(Region pointing data)
- - - - -

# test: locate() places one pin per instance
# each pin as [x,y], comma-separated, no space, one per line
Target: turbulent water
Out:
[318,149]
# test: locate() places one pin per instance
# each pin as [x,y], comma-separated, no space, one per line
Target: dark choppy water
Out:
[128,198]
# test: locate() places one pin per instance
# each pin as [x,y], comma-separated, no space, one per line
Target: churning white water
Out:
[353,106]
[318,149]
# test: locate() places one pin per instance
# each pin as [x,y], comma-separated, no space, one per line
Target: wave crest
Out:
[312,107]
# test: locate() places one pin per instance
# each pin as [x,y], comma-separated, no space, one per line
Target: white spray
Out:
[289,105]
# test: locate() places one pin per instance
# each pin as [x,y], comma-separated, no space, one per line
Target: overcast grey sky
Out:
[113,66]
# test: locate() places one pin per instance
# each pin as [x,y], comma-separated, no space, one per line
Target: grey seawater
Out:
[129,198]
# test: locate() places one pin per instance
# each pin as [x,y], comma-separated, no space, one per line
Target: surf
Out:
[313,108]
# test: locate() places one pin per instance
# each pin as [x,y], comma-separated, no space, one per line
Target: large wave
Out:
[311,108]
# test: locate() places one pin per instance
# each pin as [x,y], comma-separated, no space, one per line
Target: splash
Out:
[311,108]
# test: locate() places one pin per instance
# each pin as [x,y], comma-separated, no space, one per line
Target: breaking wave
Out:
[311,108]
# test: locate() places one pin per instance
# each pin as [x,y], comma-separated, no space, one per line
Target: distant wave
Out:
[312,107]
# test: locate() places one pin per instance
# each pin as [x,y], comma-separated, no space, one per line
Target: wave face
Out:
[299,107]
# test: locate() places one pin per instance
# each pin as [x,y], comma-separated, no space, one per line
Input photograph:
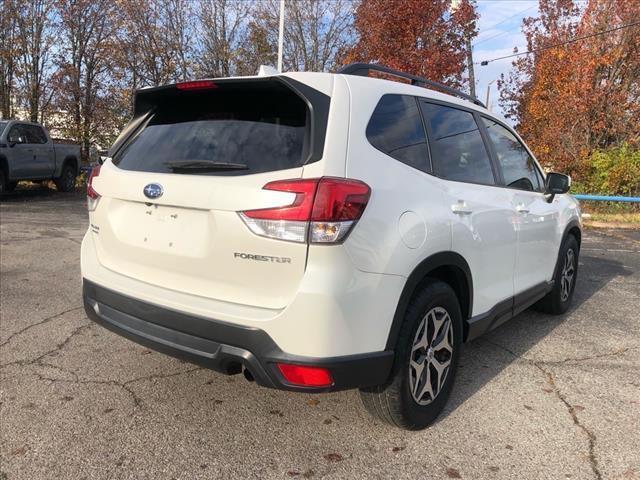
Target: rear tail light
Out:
[196,85]
[305,376]
[324,210]
[93,197]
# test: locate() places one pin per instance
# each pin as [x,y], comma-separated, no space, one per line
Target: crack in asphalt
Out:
[58,347]
[614,353]
[550,379]
[38,361]
[41,322]
[137,401]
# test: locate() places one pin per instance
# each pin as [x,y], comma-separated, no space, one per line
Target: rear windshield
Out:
[255,132]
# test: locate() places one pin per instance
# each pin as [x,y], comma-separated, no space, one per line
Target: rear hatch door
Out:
[170,196]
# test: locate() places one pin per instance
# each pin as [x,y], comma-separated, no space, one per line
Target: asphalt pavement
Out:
[541,397]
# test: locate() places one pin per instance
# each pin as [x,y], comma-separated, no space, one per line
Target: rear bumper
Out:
[222,346]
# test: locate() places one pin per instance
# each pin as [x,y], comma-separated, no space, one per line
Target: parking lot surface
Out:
[541,397]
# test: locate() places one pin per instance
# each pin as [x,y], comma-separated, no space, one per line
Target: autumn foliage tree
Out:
[572,100]
[416,36]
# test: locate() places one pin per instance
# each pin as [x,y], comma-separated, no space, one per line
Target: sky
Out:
[499,32]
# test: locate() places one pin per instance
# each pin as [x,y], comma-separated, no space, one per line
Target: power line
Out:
[482,40]
[620,27]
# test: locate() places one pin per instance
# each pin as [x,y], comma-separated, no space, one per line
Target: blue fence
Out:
[605,198]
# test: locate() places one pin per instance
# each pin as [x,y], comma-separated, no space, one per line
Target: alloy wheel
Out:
[431,355]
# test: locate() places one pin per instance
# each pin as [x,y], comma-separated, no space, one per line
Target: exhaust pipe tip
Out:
[248,375]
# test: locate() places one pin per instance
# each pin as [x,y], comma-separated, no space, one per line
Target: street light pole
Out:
[281,36]
[488,92]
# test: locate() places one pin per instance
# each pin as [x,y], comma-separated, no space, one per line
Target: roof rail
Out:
[363,69]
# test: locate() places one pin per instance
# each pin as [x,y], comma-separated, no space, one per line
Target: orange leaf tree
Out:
[574,99]
[421,37]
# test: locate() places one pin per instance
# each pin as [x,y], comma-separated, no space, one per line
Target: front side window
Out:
[518,167]
[457,150]
[395,128]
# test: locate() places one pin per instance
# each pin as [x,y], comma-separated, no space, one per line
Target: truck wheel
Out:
[66,182]
[426,358]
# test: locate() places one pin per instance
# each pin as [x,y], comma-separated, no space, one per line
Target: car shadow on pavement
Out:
[486,357]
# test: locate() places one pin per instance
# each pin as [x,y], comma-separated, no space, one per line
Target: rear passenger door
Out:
[20,152]
[535,219]
[43,157]
[481,212]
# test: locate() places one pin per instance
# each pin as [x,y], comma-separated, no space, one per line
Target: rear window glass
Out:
[221,131]
[396,129]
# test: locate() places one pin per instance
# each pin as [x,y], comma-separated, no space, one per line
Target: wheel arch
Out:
[448,267]
[574,229]
[70,159]
[4,165]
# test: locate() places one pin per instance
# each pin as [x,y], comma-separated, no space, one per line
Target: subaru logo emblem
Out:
[153,190]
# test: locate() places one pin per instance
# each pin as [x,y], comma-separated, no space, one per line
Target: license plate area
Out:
[163,229]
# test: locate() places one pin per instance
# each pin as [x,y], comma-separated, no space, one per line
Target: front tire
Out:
[426,359]
[66,182]
[558,300]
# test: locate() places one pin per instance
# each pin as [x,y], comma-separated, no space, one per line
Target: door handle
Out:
[461,208]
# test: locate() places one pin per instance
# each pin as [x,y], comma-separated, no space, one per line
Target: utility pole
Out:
[281,36]
[486,102]
[472,73]
[455,4]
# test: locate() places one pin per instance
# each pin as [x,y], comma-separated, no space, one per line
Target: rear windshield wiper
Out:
[204,165]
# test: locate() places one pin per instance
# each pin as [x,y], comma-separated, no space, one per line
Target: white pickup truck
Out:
[28,153]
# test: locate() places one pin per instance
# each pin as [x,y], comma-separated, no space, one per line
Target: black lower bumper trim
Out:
[222,346]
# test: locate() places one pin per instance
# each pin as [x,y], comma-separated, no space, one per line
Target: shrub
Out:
[615,171]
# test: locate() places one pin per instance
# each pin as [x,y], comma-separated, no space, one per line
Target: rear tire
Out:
[425,363]
[3,183]
[66,182]
[558,300]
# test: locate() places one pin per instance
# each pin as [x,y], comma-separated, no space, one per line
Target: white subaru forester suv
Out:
[320,231]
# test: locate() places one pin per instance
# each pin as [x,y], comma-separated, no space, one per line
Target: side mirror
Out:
[557,184]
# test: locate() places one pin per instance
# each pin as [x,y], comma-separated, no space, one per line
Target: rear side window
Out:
[35,134]
[457,149]
[396,129]
[229,132]
[17,134]
[518,168]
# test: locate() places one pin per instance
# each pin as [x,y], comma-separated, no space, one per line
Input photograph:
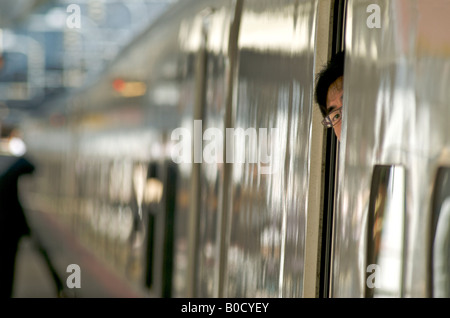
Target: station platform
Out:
[33,278]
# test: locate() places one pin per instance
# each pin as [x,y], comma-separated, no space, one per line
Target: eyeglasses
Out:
[333,118]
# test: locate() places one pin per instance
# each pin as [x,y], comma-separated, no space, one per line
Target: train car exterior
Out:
[197,165]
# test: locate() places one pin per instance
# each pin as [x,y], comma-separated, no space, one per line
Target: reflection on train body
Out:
[221,229]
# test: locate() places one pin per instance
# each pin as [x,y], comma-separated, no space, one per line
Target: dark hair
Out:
[330,73]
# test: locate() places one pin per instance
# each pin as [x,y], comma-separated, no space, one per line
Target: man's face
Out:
[335,101]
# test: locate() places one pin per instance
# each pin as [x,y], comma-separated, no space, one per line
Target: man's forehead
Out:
[334,92]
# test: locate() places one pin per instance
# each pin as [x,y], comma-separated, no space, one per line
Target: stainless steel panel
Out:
[216,26]
[385,235]
[440,235]
[267,221]
[396,112]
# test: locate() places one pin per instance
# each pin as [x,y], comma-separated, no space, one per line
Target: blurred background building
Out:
[51,46]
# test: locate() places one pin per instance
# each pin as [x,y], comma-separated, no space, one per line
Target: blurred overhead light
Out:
[129,89]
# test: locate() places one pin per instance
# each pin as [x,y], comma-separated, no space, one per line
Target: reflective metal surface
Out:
[396,96]
[385,235]
[267,222]
[440,235]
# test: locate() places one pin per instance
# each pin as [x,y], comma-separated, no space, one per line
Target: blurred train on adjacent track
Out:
[108,196]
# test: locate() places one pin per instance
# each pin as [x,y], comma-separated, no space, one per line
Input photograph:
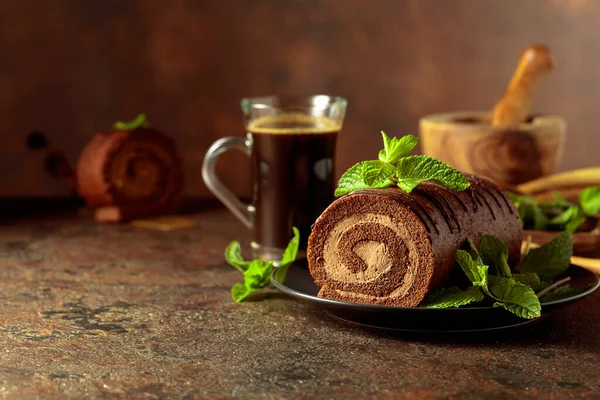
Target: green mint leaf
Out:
[289,255]
[530,279]
[452,297]
[365,175]
[413,170]
[589,199]
[395,149]
[256,277]
[565,216]
[233,256]
[562,292]
[515,297]
[239,292]
[550,260]
[476,273]
[139,122]
[474,253]
[494,252]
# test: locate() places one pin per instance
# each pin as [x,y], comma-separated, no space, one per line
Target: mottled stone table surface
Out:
[98,311]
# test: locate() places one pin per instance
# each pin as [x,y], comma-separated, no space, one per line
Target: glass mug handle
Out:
[243,211]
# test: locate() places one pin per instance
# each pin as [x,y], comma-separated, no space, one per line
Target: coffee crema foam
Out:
[293,123]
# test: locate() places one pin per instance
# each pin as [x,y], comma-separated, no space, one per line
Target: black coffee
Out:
[293,170]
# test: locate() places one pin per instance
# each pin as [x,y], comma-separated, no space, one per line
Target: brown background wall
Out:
[71,68]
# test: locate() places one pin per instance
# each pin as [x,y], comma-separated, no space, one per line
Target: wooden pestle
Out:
[513,108]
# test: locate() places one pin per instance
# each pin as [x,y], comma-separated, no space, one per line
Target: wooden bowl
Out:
[508,155]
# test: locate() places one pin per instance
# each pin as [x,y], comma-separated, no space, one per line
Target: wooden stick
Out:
[579,177]
[513,108]
[591,264]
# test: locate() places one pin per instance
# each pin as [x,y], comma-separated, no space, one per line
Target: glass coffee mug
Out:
[291,144]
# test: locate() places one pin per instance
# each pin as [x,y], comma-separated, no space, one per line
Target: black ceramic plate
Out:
[299,284]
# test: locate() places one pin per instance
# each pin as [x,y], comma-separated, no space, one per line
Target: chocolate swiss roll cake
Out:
[387,247]
[130,174]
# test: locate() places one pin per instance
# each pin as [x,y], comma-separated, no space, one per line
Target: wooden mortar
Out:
[507,145]
[507,155]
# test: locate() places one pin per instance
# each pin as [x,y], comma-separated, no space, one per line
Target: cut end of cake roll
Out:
[368,248]
[134,174]
[387,247]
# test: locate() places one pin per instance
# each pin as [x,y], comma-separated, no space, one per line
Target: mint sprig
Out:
[557,215]
[138,122]
[489,273]
[257,273]
[452,297]
[551,260]
[394,149]
[589,199]
[366,175]
[396,167]
[416,169]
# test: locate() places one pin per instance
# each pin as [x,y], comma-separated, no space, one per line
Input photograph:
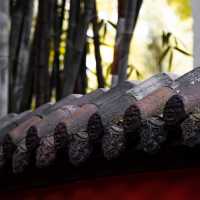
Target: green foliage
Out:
[171,45]
[182,7]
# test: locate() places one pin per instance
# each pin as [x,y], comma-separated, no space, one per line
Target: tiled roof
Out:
[150,125]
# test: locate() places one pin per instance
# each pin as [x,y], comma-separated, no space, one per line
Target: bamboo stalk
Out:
[73,59]
[44,26]
[99,67]
[186,99]
[4,56]
[58,25]
[19,48]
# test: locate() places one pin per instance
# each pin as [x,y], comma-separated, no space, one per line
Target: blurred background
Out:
[52,48]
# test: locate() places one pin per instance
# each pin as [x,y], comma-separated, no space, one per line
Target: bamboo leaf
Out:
[182,51]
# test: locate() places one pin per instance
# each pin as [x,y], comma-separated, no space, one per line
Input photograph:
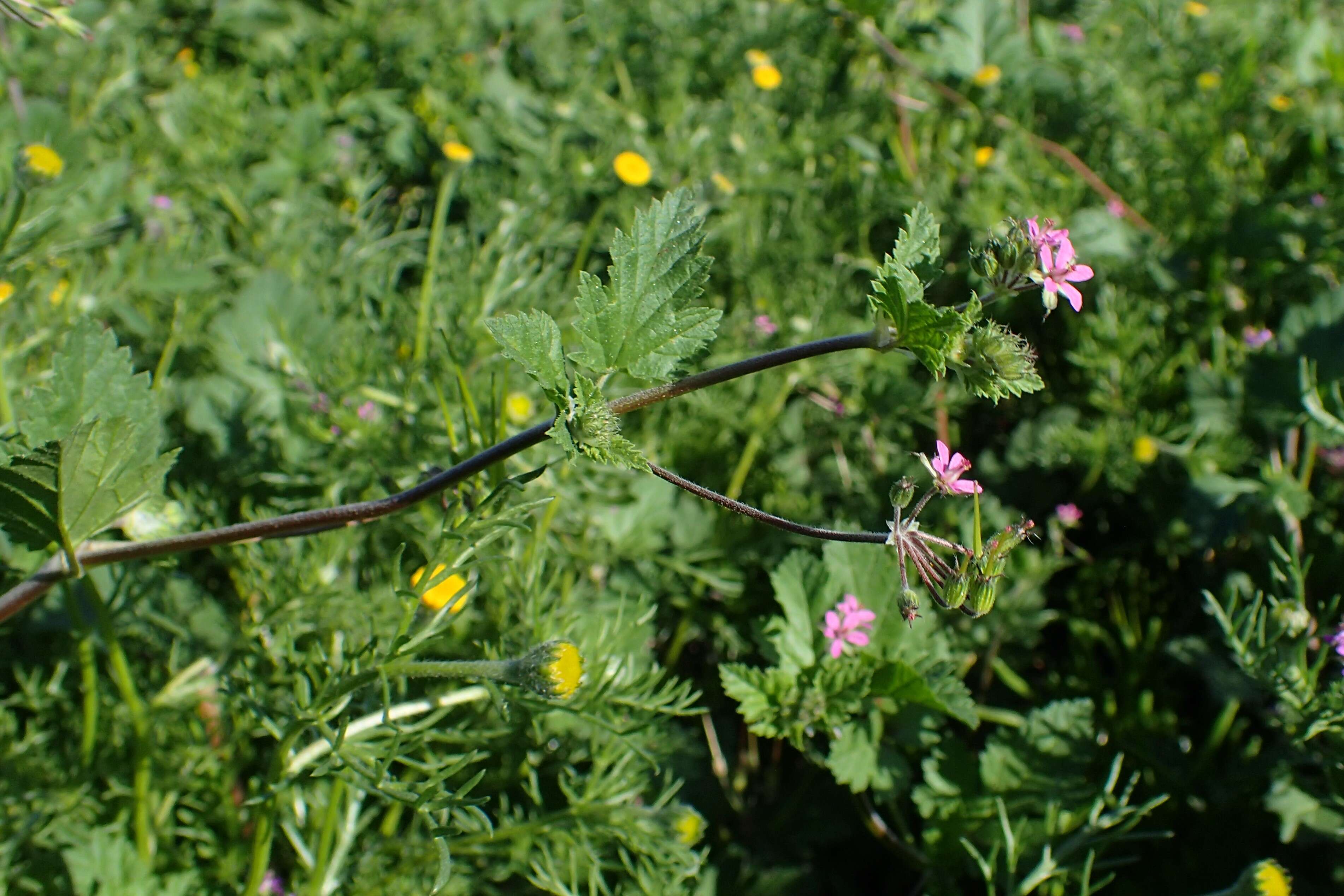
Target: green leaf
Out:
[533,339]
[99,455]
[932,684]
[794,633]
[643,323]
[929,334]
[593,430]
[92,377]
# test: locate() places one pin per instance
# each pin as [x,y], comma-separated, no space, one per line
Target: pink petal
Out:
[1076,299]
[1066,253]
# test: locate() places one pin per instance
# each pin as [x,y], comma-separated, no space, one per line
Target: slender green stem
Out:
[314,522]
[447,189]
[125,683]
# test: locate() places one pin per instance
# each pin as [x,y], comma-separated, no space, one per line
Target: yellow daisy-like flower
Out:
[757,58]
[689,827]
[439,596]
[519,409]
[767,77]
[565,671]
[1272,880]
[987,76]
[632,169]
[1145,449]
[459,152]
[42,160]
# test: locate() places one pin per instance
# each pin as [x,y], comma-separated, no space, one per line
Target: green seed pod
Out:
[982,598]
[902,491]
[909,605]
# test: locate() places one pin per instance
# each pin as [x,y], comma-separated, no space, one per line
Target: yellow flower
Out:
[1272,880]
[444,591]
[565,671]
[1145,449]
[988,76]
[689,827]
[632,169]
[757,58]
[43,160]
[767,77]
[519,407]
[459,152]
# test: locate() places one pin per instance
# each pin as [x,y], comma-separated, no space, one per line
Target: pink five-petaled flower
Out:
[1046,237]
[947,469]
[1069,515]
[1061,271]
[846,624]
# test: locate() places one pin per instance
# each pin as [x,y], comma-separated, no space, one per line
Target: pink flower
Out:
[1060,271]
[947,469]
[1257,338]
[844,625]
[1048,237]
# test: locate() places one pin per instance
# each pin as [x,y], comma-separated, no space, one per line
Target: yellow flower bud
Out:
[459,152]
[440,594]
[632,169]
[987,76]
[767,77]
[1145,449]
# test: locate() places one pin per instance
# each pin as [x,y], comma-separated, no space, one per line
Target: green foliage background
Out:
[277,303]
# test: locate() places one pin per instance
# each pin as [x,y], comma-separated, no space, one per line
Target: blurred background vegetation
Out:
[248,201]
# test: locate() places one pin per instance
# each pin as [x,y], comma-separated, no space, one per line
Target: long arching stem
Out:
[314,522]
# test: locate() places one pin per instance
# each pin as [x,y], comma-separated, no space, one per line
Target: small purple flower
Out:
[844,625]
[1257,338]
[947,469]
[1069,515]
[272,884]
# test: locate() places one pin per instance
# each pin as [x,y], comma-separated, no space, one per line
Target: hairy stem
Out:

- - - - -

In the records above, find each line that mentions the word "asphalt", and copy it.

▶ Response below
Target: crack in asphalt
Target: asphalt pavement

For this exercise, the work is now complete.